本文 =>
⟨
原始宗教社会が徹底的に他律的な社会であることは明らかである。なぜなら、そこでは社会を支配する権威が社会に対して完全に外的であるとされているからである。法と社会とはまったく切り離されている。法は社会、すなわち人間界とまったく別の、人間には近づくことのできない秩序に属する。それゆえ何人であれ、法を変えることはできない。変えようにも、触れることすらできないのだから、どうしようもないのである。
(略)
こうして徹底的に他律的な原始宗教社会には、「規則の不可侵」、「基礎の外部性」、それに「集団の一体性」という三つの特徴が備わることになる。
 しかし、この社会の何よりも大きな特徴は「魔法にかけられている」ところにあると、マルセル・ゴーシェはいう。(略)
 『世界の魔術からの解放』におけるゴーシェの中心的主張は、原始宗教社会におけるこうした他律的な状況から自律への転換の可能性がキリスト教によってもたらされたというものであるが、これはきわめて論争的な主張である。というのも、人間が自分自身の意志にもとづいて社会秩序を選び権力を樹立するという自律性は、キリスト教に対する長く困難な闘争の果てにようやく獲得されたものであるというのが、ヨーロッパ政治史の通説的見解だからである。ところがゴーシェによれば、キリスト教精神と近代精神との間に根本的な対立はない。近代ヨーロッパにおいて宗教批判が宗教界内部で発展することが可能であったのは、キリスト教自身のうちに宗教批判の可能性が含まれていたためである。たとえば、ヴォルテールは確かに徹底的な反聖職者主義者であった。しかし、それでもやはり彼はキリスト教世界の人間であり、彼のような宗教批判はキリスト教世界自体の進化によって可能になったのだというのである。ここで進化が問題とされているように、ゴーシェにおいては、他律から自律への転換は革命的断絶によって一挙に起こるようなものではなく、キリスト教の歴史的展開とともに漸進的に進行する長い移行過程のなかで実現してくるものだと考えられている。
(略)
 すでに見たように、原始宗教における神々と人間との間には奇妙にねじれた疎隔と接近の関係があった。神々は人間が生きる世界に偏在するとされる一方で、神々が起源において一挙に定めた法は、無限の過去に属するがゆえに、決して人間の手による改変を受けることのないものだとされていた。
(略)
こうして新たな難問が人間に突きつけられることになった。人間はいまや、自分たちはなぜ、神が姿を消してしまったこの世界で生きているのか、という問いに対する答えの理解が自分たち自身に委ねられた世界に生きているのである。なぜ神は、神の存在がはっきりとは見えないような世界を創造したのか。神の意図は何だったのか。世界の意味はもはや神々によって打ち明けられることはなく、人間自身が構築すべきものとなったのである。人間が生きているのは、今では「魔法にかけられた」世界ではなく、解釈すべき世界なのである。
⟩
データ抜粋 =>
⟨
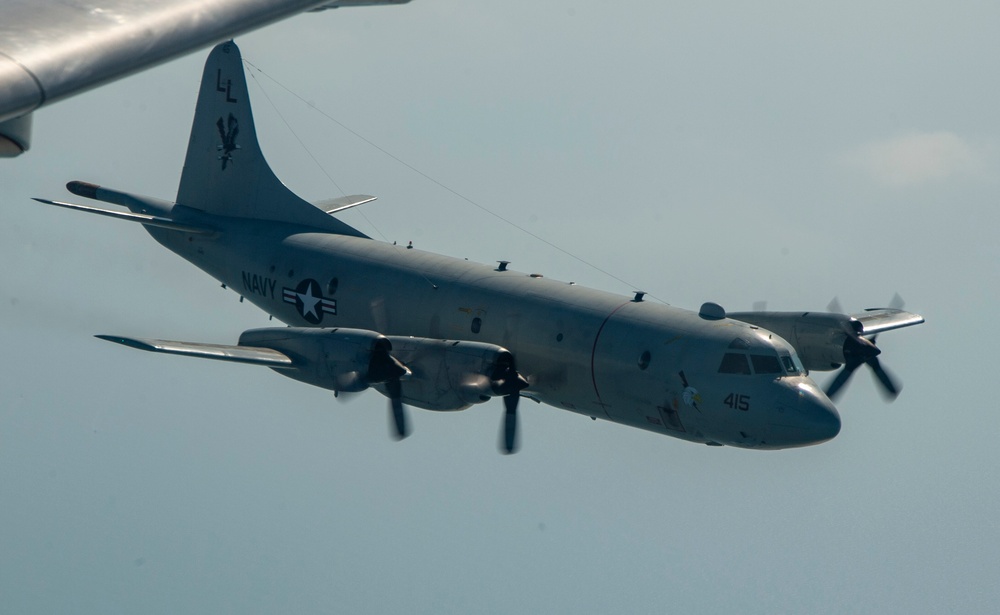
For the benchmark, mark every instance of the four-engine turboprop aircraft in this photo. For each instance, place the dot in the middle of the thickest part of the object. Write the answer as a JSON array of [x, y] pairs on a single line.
[[441, 333]]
⟩
練習問題 =>
1 > 次の(a)〜(c)が本文と合っているかどうか、「はい」か「いいえ」で答え、決め手になった本文の言葉をそのまま引いてください。
(a) 原始宗教社会では、法は人間界とは別の、人間が近づけない秩序に属するとされている。
(b) ゴーシェによれば、他律から自律への転換は革命的断絶によって一挙に起こる。
(c) ヴォルテールは徹底的な反聖職者主義者であった。
2 > 本文のうち、「こうして新たな難問が人間に突」を含む言葉で始まり「世界ではなく、解釈すべき世界なのである。」で終わる部分を、一字も変えずに書き写してください。

解答 =>
1 >
(a) はい。「法は社会、すなわち人間界とまったく別の、人間には近づくことのできない秩序に属する」
(b) いいえ。「革命的断絶によって一挙に起こるようなものではなく」
(c) はい。「ヴォルテールは確かに徹底的な反聖職者主義者であった」

2 >
こうして新たな難問が人間に突きつけられることになった。人間はいまや、自分たちはなぜ、神が姿を消してしまったこの世界で生きているのか、という問いに対する答えの理解が自分たち自身に委ねられた世界に生きているのである。なぜ神は、神の存在がはっきりとは見えないような世界を創造したのか。神の意図は何だったのか。世界の意味はもはや神々によって打ち明けられることはなく、人間自身が構築すべきものとなったのである。人間が生きているのは、今では「魔法にかけられた」世界ではなく、解釈すべき世界なのである。